#### [Stated problem]
Reproduce every line of the material below with no changes.

#### [Information shown]
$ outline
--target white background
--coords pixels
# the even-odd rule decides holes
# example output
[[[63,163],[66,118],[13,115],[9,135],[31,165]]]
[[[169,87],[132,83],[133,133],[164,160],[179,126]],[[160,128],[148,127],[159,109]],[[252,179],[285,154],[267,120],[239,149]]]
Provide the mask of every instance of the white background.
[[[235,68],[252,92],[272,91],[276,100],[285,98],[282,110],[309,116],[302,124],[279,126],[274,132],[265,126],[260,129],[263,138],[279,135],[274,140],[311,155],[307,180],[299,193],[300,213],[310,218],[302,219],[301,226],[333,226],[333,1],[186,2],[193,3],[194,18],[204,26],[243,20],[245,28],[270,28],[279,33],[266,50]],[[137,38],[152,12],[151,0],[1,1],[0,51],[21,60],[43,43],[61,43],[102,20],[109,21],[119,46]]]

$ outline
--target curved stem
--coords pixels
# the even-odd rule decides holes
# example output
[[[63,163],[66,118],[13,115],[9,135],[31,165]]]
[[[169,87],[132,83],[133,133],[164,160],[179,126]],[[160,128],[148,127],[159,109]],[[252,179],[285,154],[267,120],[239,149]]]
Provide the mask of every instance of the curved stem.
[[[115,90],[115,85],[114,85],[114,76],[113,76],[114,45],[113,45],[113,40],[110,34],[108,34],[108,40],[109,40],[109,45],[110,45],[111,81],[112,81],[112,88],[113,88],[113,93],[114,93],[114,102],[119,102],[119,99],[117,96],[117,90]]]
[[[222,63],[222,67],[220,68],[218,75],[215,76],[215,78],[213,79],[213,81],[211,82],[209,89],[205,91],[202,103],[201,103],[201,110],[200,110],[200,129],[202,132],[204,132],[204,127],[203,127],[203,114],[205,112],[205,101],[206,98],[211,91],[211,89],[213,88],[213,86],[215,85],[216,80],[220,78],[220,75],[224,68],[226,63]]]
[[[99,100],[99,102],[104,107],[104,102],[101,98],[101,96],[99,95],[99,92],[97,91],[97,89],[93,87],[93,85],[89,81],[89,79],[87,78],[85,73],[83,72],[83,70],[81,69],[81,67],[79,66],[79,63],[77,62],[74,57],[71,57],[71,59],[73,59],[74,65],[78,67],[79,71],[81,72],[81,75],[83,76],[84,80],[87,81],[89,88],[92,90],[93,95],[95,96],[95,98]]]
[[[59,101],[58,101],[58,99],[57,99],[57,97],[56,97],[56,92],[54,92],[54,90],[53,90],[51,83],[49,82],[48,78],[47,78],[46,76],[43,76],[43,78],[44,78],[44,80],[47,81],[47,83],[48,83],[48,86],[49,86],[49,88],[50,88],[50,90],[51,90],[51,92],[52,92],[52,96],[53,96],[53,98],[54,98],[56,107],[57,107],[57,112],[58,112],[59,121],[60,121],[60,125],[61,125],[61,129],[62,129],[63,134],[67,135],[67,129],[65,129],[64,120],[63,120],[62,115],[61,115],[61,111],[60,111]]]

#### [Written solution]
$ outline
--target white background
--coords pixels
# the even-odd rule decides holes
# example output
[[[63,163],[66,118],[13,115],[9,135],[31,165]]]
[[[169,87],[132,83],[133,133],[164,160],[179,126]],[[160,128],[148,127],[159,109]],[[252,179],[285,154],[267,120],[239,149]]]
Provide the mask of every instance of the white background.
[[[235,68],[252,92],[272,91],[276,100],[285,98],[282,110],[309,116],[302,124],[279,126],[274,132],[265,126],[260,129],[263,138],[279,135],[274,140],[311,155],[307,180],[299,193],[300,213],[310,218],[302,219],[301,226],[333,226],[333,1],[186,2],[193,3],[194,18],[204,26],[243,20],[245,28],[270,28],[279,33],[266,50]],[[137,38],[152,12],[151,0],[1,1],[0,51],[21,60],[43,43],[61,43],[102,20],[109,21],[119,46]]]

$ outline
--target curved stem
--coords pixels
# the even-odd rule decides holes
# example output
[[[63,163],[66,118],[13,115],[9,135],[31,165]]]
[[[169,87],[132,83],[133,133],[164,160],[179,126]],[[160,128],[148,127],[159,109]],[[252,179],[285,154],[267,120],[239,149]]]
Provide the mask of every instance of the curved stem.
[[[115,90],[115,85],[114,85],[114,76],[113,76],[114,45],[113,45],[113,40],[110,34],[108,34],[108,40],[109,40],[109,45],[110,45],[111,81],[112,81],[112,88],[113,88],[113,93],[114,93],[114,102],[119,102],[119,99],[117,96],[117,90]]]
[[[222,63],[222,67],[220,68],[218,75],[215,76],[215,78],[213,79],[213,81],[211,82],[209,89],[205,91],[202,103],[201,103],[201,110],[200,110],[200,129],[202,132],[204,132],[204,127],[203,127],[203,114],[205,112],[205,101],[206,98],[211,91],[211,89],[213,88],[213,86],[215,85],[216,80],[220,78],[220,75],[224,68],[226,63]]]
[[[99,100],[99,102],[104,107],[104,102],[101,98],[101,96],[99,95],[99,92],[97,91],[97,89],[93,87],[93,85],[89,81],[89,79],[87,78],[85,73],[83,72],[83,70],[81,69],[81,67],[79,66],[79,63],[77,62],[74,57],[71,57],[71,59],[73,59],[74,65],[78,67],[79,71],[81,72],[81,75],[83,76],[84,80],[87,81],[89,88],[92,90],[93,95],[95,96],[95,98]]]
[[[59,101],[58,101],[58,99],[57,99],[57,97],[56,97],[56,92],[54,92],[54,90],[53,90],[51,83],[49,82],[48,78],[47,78],[46,76],[43,76],[43,78],[44,78],[44,80],[47,81],[47,83],[48,83],[48,86],[49,86],[49,88],[50,88],[50,90],[51,90],[51,92],[52,92],[52,96],[53,96],[53,98],[54,98],[56,107],[57,107],[57,112],[58,112],[59,121],[60,121],[60,125],[61,125],[61,129],[62,129],[63,134],[67,135],[67,129],[65,129],[64,120],[63,120],[62,115],[61,115],[61,111],[60,111]]]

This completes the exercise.